**PROBLEM DESCRIPTION:**
Retype the material that follows, keeping every word as it is.

#####

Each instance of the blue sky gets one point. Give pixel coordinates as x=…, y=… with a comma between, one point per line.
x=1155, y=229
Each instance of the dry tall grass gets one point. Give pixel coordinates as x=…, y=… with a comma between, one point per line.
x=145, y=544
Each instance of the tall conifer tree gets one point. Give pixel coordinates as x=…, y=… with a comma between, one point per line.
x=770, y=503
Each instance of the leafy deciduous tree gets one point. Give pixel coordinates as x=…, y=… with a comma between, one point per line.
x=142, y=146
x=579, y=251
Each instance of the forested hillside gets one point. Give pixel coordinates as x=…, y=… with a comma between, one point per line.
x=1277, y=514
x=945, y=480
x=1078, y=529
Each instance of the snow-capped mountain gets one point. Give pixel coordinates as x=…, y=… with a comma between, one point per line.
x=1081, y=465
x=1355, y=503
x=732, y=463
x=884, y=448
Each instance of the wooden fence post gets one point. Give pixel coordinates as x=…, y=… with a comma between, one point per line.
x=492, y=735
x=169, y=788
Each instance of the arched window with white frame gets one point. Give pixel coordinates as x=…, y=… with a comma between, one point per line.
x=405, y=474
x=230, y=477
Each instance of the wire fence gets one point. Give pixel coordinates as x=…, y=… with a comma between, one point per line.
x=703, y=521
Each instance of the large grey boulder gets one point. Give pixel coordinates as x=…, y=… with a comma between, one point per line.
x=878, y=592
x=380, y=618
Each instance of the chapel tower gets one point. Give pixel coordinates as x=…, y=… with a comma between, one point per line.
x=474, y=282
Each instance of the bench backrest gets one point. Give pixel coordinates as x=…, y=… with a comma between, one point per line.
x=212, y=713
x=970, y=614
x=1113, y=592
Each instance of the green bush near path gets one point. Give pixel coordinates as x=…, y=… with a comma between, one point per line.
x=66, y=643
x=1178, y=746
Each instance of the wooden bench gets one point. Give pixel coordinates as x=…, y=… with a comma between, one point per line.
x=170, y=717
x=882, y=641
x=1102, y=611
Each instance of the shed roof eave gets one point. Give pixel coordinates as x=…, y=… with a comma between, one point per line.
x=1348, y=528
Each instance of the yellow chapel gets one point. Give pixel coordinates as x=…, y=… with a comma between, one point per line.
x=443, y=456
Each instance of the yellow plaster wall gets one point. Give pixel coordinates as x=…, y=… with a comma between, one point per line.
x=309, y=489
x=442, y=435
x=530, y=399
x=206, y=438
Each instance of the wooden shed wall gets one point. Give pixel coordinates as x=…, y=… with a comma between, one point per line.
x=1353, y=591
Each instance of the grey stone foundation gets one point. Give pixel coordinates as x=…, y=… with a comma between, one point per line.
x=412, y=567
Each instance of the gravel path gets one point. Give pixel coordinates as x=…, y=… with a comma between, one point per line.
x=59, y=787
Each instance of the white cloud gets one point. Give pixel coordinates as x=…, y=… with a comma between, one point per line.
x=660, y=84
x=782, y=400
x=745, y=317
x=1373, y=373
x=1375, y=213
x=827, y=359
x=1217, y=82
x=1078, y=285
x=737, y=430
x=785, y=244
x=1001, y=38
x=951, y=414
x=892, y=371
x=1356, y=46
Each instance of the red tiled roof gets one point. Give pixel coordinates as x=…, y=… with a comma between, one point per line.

#####

**OUTPUT FOR THIS TASK:**
Each instance of the blue sky gets one point. Give pixel coordinates as x=…, y=… with a comma between, one point per line.
x=1155, y=229
Each instance of the dry tall grass gets one point. Give pixel coordinates as x=…, y=… with a comma between, one point per line.
x=145, y=544
Each instance of the tall conifer tree gets one point. Give pixel coordinates as x=…, y=… with a comma between, one point per line.
x=770, y=503
Each instance of the leafy deciduous tree gets one point. Give pixel coordinates as x=…, y=… with a comma between, one point per line.
x=142, y=146
x=579, y=251
Each instance of the forested hillside gets one point. Give pixel coordinates as x=…, y=… with a comma between, one point per line.
x=1277, y=514
x=945, y=480
x=1078, y=529
Each instance of the snow-capped mountain gets one point. Give pixel coordinates as x=…, y=… with a comma between, one point per line.
x=1081, y=465
x=1355, y=503
x=732, y=463
x=884, y=448
Each instance of the wooden fence post gets one point. Give pixel coordinates as x=…, y=… with a comma between, one point per line.
x=492, y=735
x=169, y=788
Each instance of the arched window with white frame gets one point. Give pixel coordinates as x=…, y=… with a comma between, one point per line.
x=405, y=474
x=230, y=477
Each instance of the wire fence gets one point. Give pixel coordinates as x=…, y=… with a comma between, one point per line.
x=703, y=521
Each instance of the large grey boulder gets one point. Give pixel coordinates as x=…, y=… with a comma between, one point per line.
x=878, y=592
x=380, y=618
Each instance of the chapel tower gets one point. Give pixel coordinates as x=…, y=… with a comma between, one point per line.
x=474, y=282
Each instance of the bench backrest gets one point. Give pixel coordinates as x=…, y=… with a comma between, one point per line.
x=212, y=713
x=970, y=614
x=1113, y=592
Each instance of the green bush near path gets one point. Give pixel coordinates as x=…, y=… with a comma between, one point per line.
x=66, y=643
x=1178, y=746
Each instance of the wooden bench gets one point. Give pixel coordinates as x=…, y=… with a comma between, one point per line.
x=170, y=717
x=882, y=641
x=1102, y=611
Each instance of the shed roof eave gets one point. Give pixel coordinates as x=…, y=… with a comma between, one point per line.
x=1348, y=528
Each instance of the yellow chapel gets one point. Give pixel coordinates as x=…, y=… with a comma between, one point per line.
x=443, y=456
Each instance of the yellow plaster wall gets one point. Give pixel coordinates as x=…, y=… with a comma between, one point per line.
x=309, y=489
x=442, y=435
x=530, y=399
x=206, y=438
Each instance of the wooden shed wall gets one point. Give pixel coordinates as x=…, y=… with a comma between, one point per line.
x=1353, y=591
Each instance of the grey stone foundation gets one point. Give pixel coordinates as x=…, y=… with a comma between, one point per line.
x=412, y=567
Each instance of the gravel path gets one point. Give pixel coordinates as x=…, y=… with a comma between, one point per line.
x=59, y=787
Each instance of the white cloud gets one point. Give pixel coordinates as x=…, y=… with a comma between, one point per line.
x=660, y=84
x=782, y=400
x=745, y=317
x=1373, y=373
x=1375, y=213
x=827, y=359
x=1217, y=82
x=1078, y=285
x=737, y=430
x=785, y=244
x=1001, y=38
x=951, y=414
x=892, y=371
x=1356, y=46
Each instance of the red tiled roof gets one point. Give pixel coordinates as x=…, y=… with a comma between, one point per line.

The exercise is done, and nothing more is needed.